> Extract provided
In this thread Diane told us about a incident with a mentally retarded boy who asked her about the possibity of her changing his diaper sometime.
cheezit responce was this .
Now this is the first time I have ever called out a poster but you really need to explain yourself .
I don’t want to start throwing insults yet as this post may be just you not putting down on the screen what you actually think . So please think about what you have said and let me know that this is your actual opinion on what should be done in this situation .
BTW : IMO this boy possibly is in some danger and needs to have some things explained to him in a way that he can understand. But saying that he shouldn’t have a job just because he might make you uneasy is unacceptable IMO.
Please re-read the last sentence of the quote that you quoted. I did not say that he should not have a job. I said that he should not, if he is that bad, have a job working with the public. There are many jobs that a retarded person can do that do not involve working with the public. For instance, in the city that I live in, there is a place that hires and trains retarded people exclusively in the hope that one day they can actually go out on their own and be completely self-supportive. They do an excellent job of it.
I agree that in this case, the boy is probably in some danger. What if he had done that to someone that was not quite as understanding as Diane appears to be? He may have gotten himself knocked on his butt. Or worse. And he probably would not have understood the reasons. That is why I would have talked with the store manager. Not because I wanted the kid to be fired, but more for his own safety.
Again, I really think that it is great that a retarded person can get and hold a job. But in this case, working as a courtesy clerk in a grocery store, given the apparent severity of his retardation, to me does not seem like the perfect job for him.
cheezit what is your definition of “the public” ( it sounds like you really mean not handicapped ) . If this kid can get trained to do a job should he just work with other handicapped people ?
If he worked with people that didn’t have a handicap in a factory for example he might do the same thing or something similar. My objection to your post is the use of the term “not appropriate” . This is a handicapped boy your talking about . It was not inappropriate it was just him talking about the problems he experiences.

> Stated task A
Repeat everything in the forum thread from "Now this is" down to "this situation .".

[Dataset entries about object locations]

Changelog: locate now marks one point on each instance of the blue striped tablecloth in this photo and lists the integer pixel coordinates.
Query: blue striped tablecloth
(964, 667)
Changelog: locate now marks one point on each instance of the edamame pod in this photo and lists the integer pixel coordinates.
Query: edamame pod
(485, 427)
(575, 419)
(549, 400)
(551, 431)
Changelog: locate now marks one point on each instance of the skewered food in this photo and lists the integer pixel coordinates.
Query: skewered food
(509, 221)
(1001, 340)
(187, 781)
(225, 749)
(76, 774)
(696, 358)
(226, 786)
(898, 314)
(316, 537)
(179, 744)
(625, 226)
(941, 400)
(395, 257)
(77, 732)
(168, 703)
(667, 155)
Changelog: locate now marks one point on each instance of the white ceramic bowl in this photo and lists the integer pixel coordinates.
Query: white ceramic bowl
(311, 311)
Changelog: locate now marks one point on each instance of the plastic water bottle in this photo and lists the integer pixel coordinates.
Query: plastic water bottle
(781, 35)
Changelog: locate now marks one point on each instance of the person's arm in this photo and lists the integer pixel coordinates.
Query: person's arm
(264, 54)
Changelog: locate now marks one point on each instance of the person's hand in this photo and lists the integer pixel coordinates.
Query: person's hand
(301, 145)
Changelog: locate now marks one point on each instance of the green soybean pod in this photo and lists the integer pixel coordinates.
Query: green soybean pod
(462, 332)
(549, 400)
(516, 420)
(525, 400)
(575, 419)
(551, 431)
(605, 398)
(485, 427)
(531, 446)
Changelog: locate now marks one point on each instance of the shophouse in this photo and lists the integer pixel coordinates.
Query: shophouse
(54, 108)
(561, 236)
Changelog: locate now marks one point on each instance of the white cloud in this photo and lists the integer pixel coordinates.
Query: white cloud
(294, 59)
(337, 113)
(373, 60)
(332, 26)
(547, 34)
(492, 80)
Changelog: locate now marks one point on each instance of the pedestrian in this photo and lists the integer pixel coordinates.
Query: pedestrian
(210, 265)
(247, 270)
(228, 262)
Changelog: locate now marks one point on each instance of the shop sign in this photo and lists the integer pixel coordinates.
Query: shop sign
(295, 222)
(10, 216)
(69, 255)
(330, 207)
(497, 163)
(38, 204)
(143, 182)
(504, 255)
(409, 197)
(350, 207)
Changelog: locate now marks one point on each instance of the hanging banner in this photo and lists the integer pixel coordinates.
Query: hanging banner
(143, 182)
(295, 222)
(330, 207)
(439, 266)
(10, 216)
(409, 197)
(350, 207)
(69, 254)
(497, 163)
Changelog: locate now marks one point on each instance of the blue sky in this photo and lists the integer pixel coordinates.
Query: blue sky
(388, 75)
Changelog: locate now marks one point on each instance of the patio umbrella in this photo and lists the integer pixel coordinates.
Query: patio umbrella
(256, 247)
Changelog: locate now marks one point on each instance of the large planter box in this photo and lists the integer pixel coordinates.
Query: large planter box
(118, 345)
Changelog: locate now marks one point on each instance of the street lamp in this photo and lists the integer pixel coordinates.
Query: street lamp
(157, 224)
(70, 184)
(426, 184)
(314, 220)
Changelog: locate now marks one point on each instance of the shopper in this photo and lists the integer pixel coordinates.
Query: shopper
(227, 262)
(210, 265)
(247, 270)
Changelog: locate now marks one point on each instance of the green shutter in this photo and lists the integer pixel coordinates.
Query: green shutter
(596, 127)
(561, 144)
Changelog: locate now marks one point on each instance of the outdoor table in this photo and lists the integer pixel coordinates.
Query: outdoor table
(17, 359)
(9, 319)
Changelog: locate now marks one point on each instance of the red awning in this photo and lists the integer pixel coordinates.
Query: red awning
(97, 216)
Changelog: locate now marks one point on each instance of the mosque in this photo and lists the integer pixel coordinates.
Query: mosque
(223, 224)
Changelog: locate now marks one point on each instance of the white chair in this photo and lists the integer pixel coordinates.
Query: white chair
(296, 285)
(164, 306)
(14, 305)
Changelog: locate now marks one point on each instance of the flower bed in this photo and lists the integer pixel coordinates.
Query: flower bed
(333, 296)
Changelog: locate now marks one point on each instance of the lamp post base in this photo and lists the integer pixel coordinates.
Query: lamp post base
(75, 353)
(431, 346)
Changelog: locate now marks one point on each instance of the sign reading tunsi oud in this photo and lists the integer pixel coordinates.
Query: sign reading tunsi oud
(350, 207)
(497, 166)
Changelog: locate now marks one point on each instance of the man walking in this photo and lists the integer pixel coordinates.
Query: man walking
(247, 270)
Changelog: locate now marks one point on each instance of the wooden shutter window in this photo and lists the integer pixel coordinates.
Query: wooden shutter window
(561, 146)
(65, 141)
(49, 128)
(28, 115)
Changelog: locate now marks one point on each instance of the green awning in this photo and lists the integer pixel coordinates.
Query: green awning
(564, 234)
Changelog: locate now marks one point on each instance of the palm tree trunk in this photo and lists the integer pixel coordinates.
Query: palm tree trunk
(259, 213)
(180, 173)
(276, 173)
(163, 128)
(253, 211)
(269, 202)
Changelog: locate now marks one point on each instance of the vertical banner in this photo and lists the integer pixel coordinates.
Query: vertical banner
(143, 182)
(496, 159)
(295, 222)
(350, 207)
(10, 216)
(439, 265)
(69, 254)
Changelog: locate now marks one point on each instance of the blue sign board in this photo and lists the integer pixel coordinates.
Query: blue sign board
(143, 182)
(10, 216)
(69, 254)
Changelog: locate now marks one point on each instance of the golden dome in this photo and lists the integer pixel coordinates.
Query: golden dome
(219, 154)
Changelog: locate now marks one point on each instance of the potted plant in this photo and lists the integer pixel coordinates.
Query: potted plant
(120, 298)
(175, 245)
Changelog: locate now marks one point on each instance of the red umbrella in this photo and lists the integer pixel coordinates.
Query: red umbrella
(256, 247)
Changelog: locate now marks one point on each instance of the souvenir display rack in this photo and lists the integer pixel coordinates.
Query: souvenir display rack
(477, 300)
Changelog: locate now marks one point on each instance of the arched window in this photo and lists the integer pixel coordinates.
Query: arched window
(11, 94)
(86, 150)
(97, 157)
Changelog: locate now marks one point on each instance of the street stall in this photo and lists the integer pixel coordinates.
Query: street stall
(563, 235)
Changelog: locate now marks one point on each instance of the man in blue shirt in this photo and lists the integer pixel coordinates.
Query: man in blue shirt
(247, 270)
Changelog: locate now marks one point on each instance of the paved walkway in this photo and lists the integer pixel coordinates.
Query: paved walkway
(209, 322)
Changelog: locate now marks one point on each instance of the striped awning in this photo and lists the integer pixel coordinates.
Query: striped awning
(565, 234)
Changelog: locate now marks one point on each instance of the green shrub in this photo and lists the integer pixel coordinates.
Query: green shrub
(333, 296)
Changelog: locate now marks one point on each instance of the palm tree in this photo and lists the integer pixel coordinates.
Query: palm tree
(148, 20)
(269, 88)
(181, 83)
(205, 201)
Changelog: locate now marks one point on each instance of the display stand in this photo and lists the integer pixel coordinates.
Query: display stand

> Stated task B
Please list every line of the entries that contains the string "walkway". Case counts.

> Problem solution A
Now this is the first time I have ever called out a poster but you really need to explain yourself .
I don’t want to start throwing insults yet as this post may be just you not putting down on the screen what you actually think . So please think about what you have said and let me know that this is your actual opinion on what should be done in this situation .

> Problem solution B
Changelog: locate now marks one point on each instance of the paved walkway in this photo and lists the integer pixel coordinates.
Query: paved walkway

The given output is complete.